───── EXTRACTED INFORMATION ─────
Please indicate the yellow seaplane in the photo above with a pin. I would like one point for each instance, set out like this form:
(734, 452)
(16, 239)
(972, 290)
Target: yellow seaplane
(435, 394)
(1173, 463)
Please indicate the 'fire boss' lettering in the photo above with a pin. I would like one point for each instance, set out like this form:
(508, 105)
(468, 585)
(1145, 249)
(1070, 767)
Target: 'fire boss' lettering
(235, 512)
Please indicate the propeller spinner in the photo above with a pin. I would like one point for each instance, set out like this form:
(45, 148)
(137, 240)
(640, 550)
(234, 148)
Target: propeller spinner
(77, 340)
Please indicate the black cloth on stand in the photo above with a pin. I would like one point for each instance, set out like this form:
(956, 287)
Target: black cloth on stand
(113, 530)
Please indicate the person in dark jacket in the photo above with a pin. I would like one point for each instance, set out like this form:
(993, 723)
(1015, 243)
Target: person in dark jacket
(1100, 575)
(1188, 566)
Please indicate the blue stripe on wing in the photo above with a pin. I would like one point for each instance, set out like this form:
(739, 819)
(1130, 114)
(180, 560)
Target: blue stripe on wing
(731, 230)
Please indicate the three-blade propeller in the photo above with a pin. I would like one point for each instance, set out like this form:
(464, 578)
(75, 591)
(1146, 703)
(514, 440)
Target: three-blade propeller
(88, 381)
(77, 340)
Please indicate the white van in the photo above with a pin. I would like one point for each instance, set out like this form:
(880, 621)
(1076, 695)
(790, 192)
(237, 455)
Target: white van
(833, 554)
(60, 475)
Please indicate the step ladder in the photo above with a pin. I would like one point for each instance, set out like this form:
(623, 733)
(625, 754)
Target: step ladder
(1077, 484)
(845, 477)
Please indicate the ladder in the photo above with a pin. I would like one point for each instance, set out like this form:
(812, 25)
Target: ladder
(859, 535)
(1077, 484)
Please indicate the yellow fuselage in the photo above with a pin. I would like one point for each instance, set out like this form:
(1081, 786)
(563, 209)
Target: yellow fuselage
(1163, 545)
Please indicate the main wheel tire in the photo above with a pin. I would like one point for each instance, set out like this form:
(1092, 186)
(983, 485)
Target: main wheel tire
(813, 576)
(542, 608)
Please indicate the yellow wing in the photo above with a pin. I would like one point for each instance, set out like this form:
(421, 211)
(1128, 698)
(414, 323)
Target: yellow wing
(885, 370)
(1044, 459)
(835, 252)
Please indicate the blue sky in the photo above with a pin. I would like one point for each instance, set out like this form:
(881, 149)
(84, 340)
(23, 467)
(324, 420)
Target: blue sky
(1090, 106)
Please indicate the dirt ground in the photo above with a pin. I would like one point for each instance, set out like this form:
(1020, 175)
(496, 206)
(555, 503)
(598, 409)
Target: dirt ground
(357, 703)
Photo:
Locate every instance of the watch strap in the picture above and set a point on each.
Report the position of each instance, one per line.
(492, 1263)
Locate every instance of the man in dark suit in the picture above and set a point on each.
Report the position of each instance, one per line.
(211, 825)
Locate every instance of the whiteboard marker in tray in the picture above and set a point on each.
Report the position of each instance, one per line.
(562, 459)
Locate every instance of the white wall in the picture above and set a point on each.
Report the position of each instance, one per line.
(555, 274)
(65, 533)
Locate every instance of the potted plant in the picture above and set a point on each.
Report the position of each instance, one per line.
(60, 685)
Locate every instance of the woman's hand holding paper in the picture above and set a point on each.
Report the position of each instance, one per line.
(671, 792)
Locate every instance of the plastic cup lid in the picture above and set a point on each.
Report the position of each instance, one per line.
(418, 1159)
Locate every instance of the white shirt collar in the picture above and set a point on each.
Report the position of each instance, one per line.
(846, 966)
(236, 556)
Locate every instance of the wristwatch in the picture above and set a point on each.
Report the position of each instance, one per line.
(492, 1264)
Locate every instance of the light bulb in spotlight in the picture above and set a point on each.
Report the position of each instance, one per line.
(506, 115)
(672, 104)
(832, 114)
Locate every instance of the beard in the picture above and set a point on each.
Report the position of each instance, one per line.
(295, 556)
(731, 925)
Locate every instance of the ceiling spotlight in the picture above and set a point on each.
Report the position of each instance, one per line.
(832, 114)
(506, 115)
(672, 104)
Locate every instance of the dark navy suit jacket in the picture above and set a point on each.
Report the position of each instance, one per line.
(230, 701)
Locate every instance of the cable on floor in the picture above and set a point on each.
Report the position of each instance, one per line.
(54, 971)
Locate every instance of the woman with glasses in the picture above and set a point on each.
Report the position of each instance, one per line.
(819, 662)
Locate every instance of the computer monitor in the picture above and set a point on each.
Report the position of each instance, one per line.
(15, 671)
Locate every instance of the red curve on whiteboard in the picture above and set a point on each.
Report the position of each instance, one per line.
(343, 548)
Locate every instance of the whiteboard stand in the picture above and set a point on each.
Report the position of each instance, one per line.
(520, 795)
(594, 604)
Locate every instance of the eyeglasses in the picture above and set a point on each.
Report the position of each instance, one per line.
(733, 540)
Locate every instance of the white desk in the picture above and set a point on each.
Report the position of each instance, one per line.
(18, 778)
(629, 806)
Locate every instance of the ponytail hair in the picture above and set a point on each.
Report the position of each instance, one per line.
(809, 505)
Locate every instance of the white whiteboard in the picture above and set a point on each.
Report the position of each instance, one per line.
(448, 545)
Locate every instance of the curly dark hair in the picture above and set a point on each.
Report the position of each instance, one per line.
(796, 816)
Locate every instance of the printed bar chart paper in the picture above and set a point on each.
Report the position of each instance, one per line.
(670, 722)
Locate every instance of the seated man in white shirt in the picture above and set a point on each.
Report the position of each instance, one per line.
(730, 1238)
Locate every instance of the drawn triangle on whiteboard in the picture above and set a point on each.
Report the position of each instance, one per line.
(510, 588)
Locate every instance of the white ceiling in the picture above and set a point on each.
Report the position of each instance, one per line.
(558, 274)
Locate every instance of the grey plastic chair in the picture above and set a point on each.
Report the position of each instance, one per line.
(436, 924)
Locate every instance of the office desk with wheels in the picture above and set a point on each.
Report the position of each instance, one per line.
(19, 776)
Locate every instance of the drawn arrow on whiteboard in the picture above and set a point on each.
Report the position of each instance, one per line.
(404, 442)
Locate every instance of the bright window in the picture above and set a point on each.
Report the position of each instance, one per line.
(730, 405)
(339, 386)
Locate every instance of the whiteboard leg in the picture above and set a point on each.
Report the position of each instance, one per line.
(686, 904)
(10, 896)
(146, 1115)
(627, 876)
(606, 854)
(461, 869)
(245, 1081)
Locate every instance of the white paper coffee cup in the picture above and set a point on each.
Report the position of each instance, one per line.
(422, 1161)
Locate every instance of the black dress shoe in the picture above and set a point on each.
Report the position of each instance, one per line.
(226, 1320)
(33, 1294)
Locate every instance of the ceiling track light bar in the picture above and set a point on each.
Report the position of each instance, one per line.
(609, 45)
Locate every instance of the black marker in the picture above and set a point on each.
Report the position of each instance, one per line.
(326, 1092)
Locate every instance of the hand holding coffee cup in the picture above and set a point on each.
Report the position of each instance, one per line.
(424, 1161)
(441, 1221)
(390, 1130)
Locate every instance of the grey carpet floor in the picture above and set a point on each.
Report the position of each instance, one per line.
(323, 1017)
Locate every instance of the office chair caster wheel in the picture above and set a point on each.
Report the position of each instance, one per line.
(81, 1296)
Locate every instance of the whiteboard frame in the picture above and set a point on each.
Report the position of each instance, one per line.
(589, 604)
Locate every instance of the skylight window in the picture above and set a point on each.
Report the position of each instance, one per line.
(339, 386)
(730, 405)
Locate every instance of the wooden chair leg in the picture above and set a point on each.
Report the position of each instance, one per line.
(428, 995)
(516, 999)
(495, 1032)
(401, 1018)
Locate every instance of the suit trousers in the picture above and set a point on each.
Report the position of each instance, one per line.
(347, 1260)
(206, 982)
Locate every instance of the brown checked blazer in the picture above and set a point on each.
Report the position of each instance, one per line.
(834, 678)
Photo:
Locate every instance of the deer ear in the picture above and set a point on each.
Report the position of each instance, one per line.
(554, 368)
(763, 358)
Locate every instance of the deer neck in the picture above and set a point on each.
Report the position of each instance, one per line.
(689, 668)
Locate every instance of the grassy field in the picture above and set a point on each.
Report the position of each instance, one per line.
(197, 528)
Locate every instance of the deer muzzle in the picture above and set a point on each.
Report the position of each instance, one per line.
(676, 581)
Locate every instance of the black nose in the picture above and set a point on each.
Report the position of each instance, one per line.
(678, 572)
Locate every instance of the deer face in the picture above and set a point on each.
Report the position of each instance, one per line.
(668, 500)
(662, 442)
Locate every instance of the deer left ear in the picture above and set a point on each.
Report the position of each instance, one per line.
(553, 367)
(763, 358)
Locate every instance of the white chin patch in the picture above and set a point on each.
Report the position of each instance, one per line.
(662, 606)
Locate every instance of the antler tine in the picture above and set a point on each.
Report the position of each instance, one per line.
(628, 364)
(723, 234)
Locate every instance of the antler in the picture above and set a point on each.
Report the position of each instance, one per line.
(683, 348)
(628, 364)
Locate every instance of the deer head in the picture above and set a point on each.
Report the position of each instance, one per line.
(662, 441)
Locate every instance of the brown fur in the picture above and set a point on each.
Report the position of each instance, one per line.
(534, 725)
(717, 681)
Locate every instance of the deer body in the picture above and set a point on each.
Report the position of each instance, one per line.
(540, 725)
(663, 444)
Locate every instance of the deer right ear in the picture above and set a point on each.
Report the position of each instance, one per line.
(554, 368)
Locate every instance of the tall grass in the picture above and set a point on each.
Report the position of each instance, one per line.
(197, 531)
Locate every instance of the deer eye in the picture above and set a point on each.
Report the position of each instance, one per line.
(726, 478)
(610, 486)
─────
- [REQUIRED ACTION] Return only the number of lines in the listing that contain the string "suit".

- [EXPECTED OUTPUT] 3